_GIVEN TASK 1_: In the comment on the baker's fine, quote everything from "However, let's not" down to "story is ridiculous.".
_GIVEN TASK 2_: Write the next part of the comment about the fine against the baker, picking up after its last sentence.

The fine is indefensible. And it's intellectually dishonest to say that the client couldn't have found another baker.

I definitely believe a business should be able to conduct business with whomever it wants and either reap the benefits or suffer the consequences through the market - especially when alternative competition exists which would provide that service - which was surely the situation here.

However, let's not forget.. it was a cake. Nobody is a hero for standing up to gay marriage by refusing to bake a cake. How is that living your conscience? It would be very different for a minister to refuse to perform the religious ceremony, but a cake vendor is a weird place to draw the line.

Everything and everyone in this story is ridiculous.

Would we celebrate the baker's conscience if they refused service to a mixed race couple, and the baker felt strongly that races shouldn't mix? Serious question.
 
The fine is indefensible. And it's intellectually dishonest to say that the client couldn't have found another baker.

I definitely believe a business should be able to conduct business with whomever it wants and either reap the benefits or suffer the consequences through the market - especially when alternative competition exists which would provide that service - which was surely the situation here.

_DATASET_:
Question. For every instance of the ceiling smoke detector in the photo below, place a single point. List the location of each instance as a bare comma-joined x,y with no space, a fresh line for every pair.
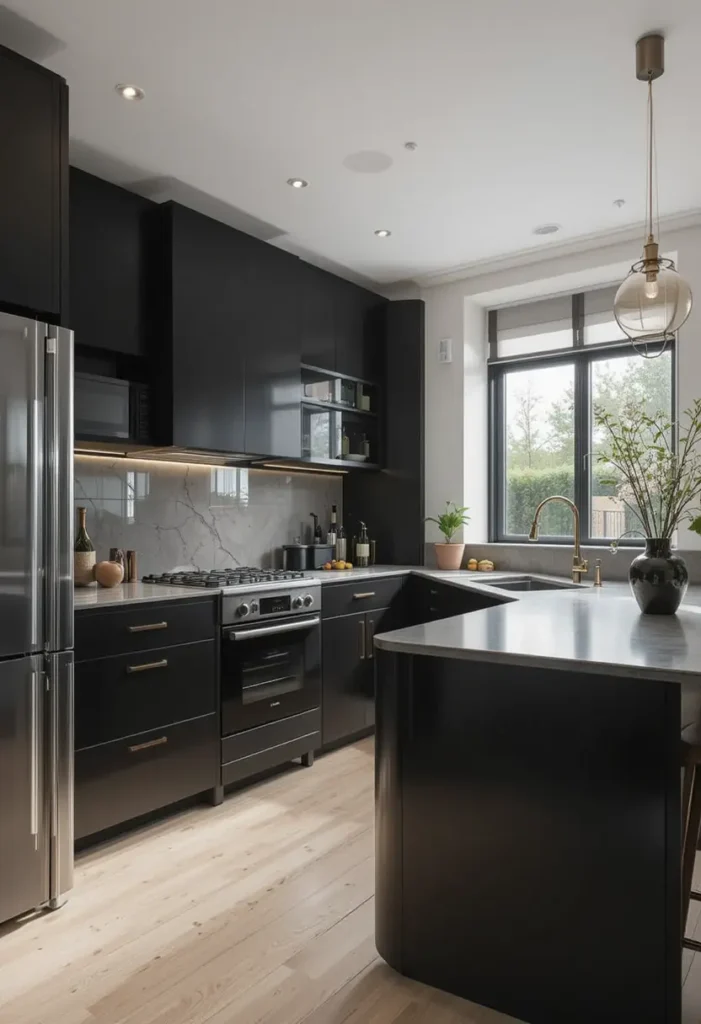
130,91
546,229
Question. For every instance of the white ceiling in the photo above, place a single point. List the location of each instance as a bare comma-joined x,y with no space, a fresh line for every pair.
523,112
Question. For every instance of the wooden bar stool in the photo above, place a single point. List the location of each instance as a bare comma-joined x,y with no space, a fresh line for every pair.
691,821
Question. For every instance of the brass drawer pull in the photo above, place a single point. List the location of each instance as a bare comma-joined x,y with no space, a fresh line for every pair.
149,742
163,664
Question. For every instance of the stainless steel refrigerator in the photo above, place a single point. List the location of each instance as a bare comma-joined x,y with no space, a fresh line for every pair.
36,614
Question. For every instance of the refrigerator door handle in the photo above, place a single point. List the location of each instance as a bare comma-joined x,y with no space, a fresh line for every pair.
34,760
58,433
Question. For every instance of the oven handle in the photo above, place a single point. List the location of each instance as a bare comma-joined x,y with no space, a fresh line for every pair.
268,631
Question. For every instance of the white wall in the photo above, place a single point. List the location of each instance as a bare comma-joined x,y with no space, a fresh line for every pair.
456,393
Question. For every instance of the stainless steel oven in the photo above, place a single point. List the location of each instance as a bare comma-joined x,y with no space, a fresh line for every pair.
270,655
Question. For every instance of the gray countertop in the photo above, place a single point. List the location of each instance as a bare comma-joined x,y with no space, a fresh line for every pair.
132,593
584,629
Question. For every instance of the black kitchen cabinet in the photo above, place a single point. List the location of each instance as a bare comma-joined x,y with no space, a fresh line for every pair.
348,653
204,323
392,503
146,712
347,679
273,383
34,179
111,260
317,332
229,337
359,328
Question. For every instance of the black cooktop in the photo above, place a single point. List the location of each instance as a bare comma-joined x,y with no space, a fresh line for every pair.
224,578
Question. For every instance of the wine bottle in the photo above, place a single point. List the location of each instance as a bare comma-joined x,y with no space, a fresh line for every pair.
362,551
331,536
341,544
84,554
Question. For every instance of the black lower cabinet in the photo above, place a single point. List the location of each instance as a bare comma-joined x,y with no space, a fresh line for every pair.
138,774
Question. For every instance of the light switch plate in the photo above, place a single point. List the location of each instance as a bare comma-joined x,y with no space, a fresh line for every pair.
445,350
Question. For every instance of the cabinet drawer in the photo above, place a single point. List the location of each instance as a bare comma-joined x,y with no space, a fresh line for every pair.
365,595
118,696
132,776
143,627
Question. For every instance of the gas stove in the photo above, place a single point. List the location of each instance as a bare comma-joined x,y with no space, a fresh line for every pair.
223,579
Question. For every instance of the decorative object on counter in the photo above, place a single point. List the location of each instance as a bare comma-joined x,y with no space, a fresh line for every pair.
132,566
449,555
331,536
341,544
84,554
362,549
118,555
659,483
654,300
108,573
317,528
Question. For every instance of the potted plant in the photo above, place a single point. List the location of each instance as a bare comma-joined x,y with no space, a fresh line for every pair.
449,555
656,472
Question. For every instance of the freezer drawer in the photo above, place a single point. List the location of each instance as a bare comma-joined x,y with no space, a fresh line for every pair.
24,809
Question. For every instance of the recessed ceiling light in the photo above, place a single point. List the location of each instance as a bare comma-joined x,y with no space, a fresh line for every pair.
546,229
130,91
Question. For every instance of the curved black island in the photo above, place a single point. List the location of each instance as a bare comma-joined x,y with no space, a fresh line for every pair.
528,805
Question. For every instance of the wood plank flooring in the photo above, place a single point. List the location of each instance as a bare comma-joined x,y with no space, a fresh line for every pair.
258,911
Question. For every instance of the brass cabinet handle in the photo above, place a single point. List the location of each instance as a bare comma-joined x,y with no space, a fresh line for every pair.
163,664
149,742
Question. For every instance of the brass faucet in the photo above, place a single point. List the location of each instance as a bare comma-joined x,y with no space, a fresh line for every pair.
579,564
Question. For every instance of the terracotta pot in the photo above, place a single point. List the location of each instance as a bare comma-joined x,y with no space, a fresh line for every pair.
449,556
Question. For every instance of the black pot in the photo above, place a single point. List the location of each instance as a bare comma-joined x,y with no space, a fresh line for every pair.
658,579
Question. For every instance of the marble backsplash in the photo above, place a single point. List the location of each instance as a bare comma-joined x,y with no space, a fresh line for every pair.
187,516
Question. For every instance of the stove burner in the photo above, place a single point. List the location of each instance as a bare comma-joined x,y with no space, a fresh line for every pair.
223,578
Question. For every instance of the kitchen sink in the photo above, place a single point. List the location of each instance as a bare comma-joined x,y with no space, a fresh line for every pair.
529,583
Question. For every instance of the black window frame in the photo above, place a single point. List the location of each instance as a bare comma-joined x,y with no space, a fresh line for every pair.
581,356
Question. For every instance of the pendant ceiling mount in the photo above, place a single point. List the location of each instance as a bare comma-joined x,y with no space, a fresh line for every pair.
654,300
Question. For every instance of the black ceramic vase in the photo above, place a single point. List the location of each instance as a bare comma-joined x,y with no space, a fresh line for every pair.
658,579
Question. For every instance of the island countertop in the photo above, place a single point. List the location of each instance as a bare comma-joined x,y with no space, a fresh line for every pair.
580,629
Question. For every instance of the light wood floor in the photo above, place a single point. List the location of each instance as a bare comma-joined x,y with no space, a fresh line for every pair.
258,911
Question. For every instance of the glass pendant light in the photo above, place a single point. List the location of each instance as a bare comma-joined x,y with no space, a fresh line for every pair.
654,300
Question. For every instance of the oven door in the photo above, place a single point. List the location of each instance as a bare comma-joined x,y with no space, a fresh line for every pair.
269,671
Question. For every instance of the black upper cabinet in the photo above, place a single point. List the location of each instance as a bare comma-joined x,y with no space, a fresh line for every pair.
342,326
33,188
273,387
206,293
110,260
230,332
317,327
358,317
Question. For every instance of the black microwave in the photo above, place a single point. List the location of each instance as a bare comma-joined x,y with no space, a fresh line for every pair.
108,409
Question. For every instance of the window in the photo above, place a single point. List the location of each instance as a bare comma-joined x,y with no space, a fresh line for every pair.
542,398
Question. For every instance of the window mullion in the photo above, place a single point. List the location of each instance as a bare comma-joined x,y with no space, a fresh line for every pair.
582,387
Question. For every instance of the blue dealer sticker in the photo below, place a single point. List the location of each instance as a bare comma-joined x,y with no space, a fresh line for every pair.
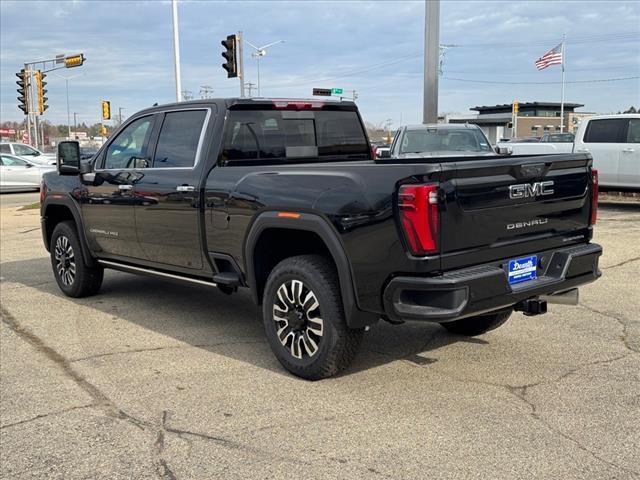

_EXERCISE ANSWER 1_:
However, let's not forget.. it was a cake. Nobody is a hero for standing up to gay marriage by refusing to bake a cake. How is that living your conscience? It would be very different for a minister to refuse to perform the religious ceremony, but a cake vendor is a weird place to draw the line.

Everything and everyone in this story is ridiculous.

_EXERCISE ANSWER 2_:
However, let's not forget.. it was a cake. Nobody is a hero for standing up to gay marriage by refusing to bake a cake. How is that living your conscience? It would be very different for a minister to refuse to perform the religious ceremony, but a cake vendor is a weird place to draw the line.

Everything and everyone in this story is ridiculous.

Would we celebrate the baker's conscience if they refused service to a mixed race couple, and the baker felt strongly that races shouldn't mix? Serious question.

I don't think anyone who owns a business should have to do anything that they don't want to. I also have no problem if people don't want to do business with them based on their idiot beliefs and if they want to let the whole world know they are idiots power to them.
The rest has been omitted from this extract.